▶ [Stated problem] Determine how many lines in the entries below contain the string "person", matching case exactly. Report only that number.

Data entries
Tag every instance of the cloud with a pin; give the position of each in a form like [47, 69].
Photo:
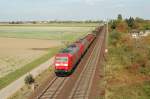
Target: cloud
[93, 2]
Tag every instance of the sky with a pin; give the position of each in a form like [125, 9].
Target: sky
[29, 10]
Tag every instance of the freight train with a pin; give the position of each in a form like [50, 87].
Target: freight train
[67, 59]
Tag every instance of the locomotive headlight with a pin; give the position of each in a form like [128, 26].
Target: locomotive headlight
[65, 64]
[57, 64]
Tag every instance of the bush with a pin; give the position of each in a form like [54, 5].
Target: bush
[29, 79]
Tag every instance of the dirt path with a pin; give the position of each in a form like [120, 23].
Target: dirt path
[16, 85]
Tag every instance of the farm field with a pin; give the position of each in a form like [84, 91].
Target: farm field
[23, 47]
[15, 53]
[53, 32]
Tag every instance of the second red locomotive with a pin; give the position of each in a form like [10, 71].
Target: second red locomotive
[67, 58]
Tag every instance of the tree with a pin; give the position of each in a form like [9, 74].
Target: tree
[113, 24]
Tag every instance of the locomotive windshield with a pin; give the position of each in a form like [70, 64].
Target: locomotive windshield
[61, 59]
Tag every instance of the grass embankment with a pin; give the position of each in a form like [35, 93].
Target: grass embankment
[128, 67]
[4, 81]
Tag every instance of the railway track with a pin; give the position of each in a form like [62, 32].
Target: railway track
[54, 87]
[81, 84]
[81, 89]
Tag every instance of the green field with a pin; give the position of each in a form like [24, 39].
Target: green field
[53, 31]
[57, 32]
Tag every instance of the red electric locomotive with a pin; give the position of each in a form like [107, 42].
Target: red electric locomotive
[67, 58]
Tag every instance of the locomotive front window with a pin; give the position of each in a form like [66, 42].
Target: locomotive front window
[61, 59]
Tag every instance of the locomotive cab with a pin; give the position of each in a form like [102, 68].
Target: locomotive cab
[61, 63]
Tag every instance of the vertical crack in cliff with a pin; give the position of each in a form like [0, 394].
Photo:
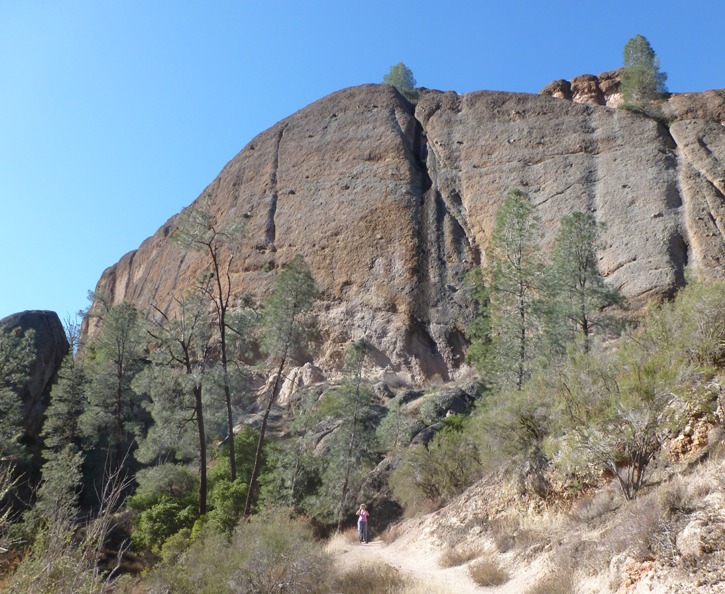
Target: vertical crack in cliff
[270, 232]
[447, 251]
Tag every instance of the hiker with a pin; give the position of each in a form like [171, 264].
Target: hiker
[362, 523]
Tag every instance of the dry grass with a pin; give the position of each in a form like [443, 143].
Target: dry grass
[391, 533]
[488, 572]
[340, 541]
[458, 556]
[554, 584]
[516, 532]
[595, 506]
[370, 577]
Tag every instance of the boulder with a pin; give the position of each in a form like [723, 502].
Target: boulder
[51, 346]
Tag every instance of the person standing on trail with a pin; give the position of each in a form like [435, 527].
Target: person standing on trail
[362, 523]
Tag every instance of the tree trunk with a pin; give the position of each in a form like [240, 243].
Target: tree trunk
[260, 441]
[202, 450]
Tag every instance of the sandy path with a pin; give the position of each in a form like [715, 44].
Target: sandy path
[418, 558]
[418, 561]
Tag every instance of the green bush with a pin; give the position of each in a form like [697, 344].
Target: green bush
[369, 578]
[270, 553]
[434, 474]
[163, 519]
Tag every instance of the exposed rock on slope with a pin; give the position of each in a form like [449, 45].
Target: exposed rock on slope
[391, 204]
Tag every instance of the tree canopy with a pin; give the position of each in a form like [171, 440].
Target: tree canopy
[642, 80]
[401, 77]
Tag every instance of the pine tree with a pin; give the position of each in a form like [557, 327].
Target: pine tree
[642, 81]
[17, 352]
[577, 292]
[199, 229]
[181, 357]
[515, 281]
[353, 445]
[401, 77]
[286, 331]
[114, 413]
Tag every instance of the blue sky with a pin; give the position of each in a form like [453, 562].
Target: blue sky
[114, 115]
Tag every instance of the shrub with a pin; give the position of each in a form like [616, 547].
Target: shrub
[487, 572]
[434, 474]
[270, 553]
[594, 506]
[157, 523]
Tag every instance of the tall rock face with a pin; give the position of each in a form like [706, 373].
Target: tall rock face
[391, 204]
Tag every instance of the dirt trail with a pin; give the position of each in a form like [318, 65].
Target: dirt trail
[418, 558]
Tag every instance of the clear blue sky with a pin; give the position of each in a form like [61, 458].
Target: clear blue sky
[114, 115]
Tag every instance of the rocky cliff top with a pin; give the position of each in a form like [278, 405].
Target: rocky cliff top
[391, 204]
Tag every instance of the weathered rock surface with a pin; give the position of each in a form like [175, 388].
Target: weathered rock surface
[391, 204]
[587, 88]
[51, 346]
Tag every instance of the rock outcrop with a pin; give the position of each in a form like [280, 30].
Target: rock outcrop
[391, 204]
[588, 88]
[51, 346]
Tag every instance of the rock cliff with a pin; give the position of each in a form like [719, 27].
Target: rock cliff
[391, 204]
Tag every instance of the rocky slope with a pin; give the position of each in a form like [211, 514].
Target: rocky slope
[391, 204]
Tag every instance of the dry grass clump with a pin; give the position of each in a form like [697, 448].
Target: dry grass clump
[674, 498]
[368, 578]
[458, 556]
[391, 534]
[553, 584]
[488, 572]
[340, 541]
[595, 506]
[512, 531]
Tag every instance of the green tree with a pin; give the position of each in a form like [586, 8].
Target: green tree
[401, 77]
[352, 446]
[516, 274]
[642, 81]
[436, 472]
[294, 469]
[286, 331]
[114, 413]
[197, 228]
[17, 352]
[577, 291]
[177, 380]
[397, 427]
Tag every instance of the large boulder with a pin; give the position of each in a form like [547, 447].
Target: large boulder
[51, 346]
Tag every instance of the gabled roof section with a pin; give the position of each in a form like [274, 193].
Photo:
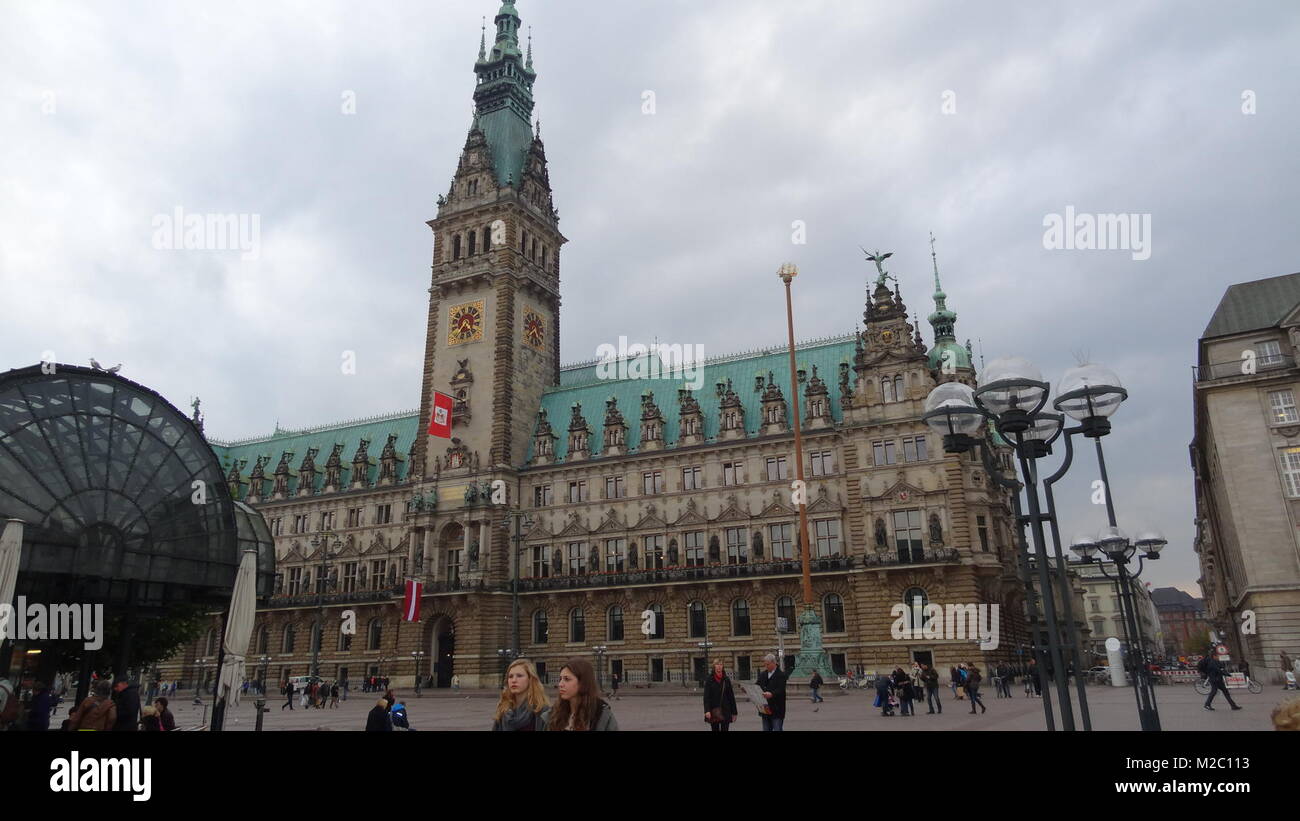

▶ [Exercise response] 2